■ PAGE EXTRACT
* * * * * * *
3. Open a SQLite transaction with `BEGIN IMMEDIATE` (v8 — codex r7) so
a concurrent IPC accept on the same id serializes against this one.
`BEGIN IMMEDIATE` acquires the RESERVED lock at transaction start,
preventing any other writer from beginning a transaction on the same
database; SQLite has no row-level lock and `SELECT FOR UPDATE` is not
supported.
4. `SELECT id, request_fingerprint, status, broker_message_id,
last_error FROM outbox WHERE client_message_id = ?`.
5. Apply the lookup table below. For the "(no row)" case, INSERT the
new row inside the same transaction.
6. COMMIT.
* * * * * * *
■ ROWS
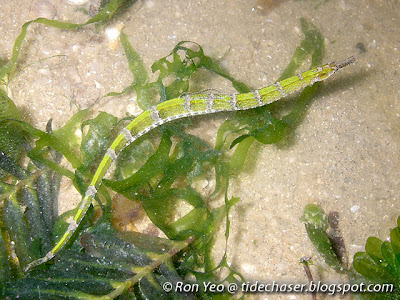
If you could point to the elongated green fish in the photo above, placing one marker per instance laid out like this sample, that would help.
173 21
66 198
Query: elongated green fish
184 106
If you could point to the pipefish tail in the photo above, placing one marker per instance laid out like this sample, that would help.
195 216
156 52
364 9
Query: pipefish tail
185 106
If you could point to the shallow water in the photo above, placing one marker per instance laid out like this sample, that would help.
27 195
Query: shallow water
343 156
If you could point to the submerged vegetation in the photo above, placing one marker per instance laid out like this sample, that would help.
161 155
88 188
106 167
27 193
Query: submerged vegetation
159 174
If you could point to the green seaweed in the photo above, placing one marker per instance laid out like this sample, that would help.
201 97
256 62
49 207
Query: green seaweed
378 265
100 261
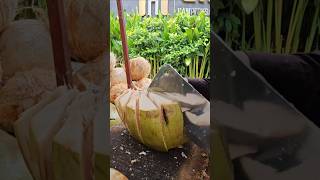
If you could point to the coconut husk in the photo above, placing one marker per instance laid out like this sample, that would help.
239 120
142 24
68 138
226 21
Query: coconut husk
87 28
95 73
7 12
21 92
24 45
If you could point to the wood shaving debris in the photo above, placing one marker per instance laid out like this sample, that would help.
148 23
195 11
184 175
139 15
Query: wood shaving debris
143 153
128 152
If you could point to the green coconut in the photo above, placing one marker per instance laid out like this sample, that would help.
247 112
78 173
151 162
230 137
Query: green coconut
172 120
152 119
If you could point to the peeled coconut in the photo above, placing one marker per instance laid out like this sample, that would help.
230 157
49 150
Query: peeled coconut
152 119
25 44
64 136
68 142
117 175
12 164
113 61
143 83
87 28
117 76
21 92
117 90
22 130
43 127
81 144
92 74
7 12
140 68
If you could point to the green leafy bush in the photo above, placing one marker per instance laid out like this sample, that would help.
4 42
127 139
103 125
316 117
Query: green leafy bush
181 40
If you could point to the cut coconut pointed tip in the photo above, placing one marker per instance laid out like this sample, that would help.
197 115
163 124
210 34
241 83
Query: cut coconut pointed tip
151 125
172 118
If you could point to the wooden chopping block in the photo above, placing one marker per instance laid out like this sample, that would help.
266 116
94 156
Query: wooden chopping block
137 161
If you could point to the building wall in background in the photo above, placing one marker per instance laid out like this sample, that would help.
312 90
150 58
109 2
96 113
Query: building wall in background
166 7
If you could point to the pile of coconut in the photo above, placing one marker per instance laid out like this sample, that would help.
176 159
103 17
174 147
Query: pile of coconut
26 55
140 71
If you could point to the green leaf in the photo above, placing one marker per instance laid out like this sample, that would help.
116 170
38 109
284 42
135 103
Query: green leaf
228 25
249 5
* * * * * * *
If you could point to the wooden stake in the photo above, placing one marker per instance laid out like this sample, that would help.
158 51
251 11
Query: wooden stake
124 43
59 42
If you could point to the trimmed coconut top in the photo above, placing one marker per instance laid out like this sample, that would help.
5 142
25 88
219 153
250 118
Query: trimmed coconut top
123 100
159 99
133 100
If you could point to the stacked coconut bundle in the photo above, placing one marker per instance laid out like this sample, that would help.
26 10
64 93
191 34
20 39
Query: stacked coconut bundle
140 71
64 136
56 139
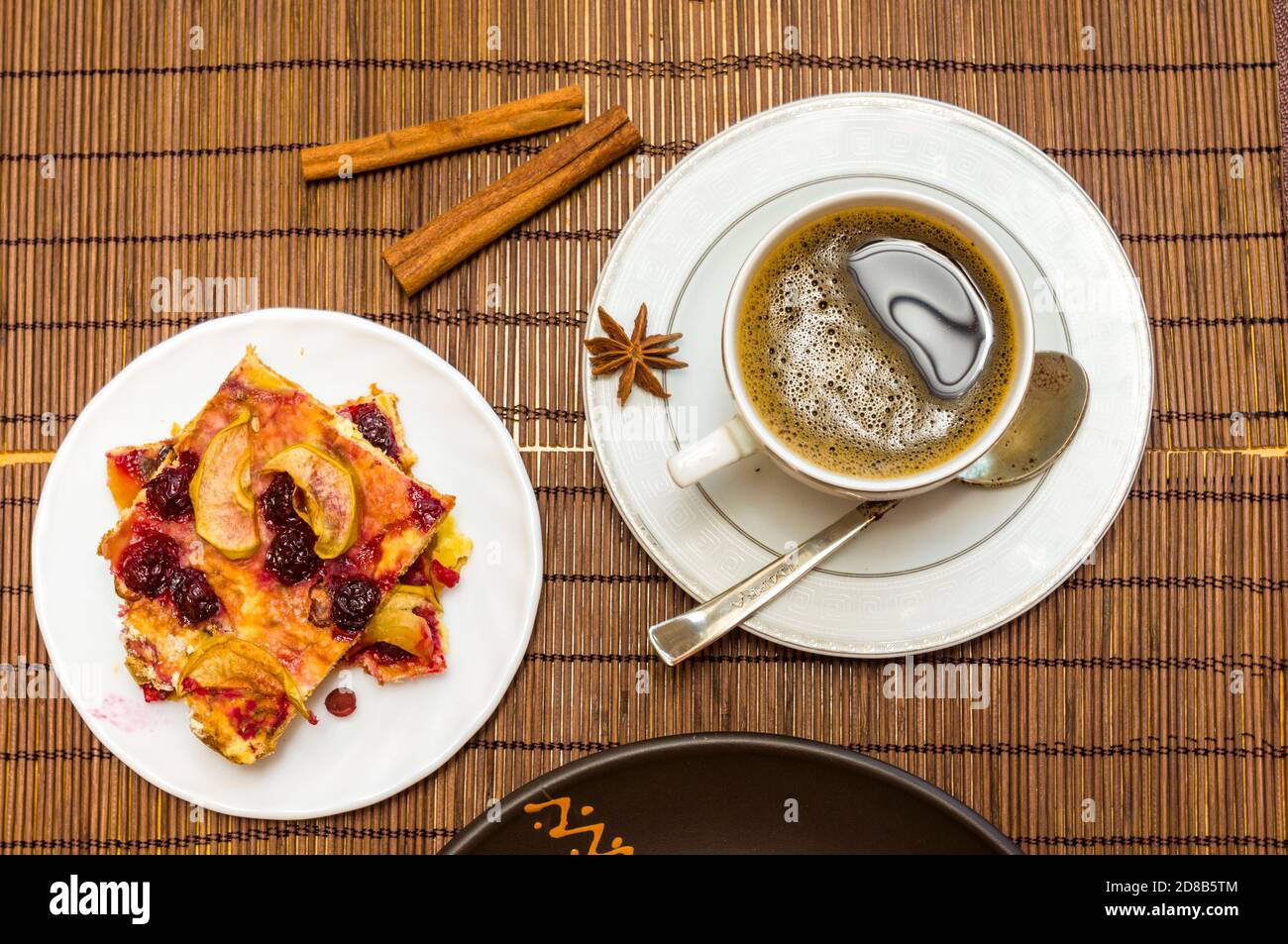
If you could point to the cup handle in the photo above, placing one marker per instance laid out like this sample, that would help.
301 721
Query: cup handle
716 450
* * * * * * *
■ TASK GOAL
In the SQLite transaction steps, why does step 3 open the transaction with `BEGIN IMMEDIATE`? Answer in one to three sentences.

■ OUTPUT FOR THIS TASK
`BEGIN IMMEDIATE` makes a second IPC accept on the same id wait its turn behind this one. It takes the RESERVED lock as soon as the transaction starts, so no other writer can begin a transaction on the same database. This matters because SQLite has no row-level lock and doesn't support `SELECT FOR UPDATE`.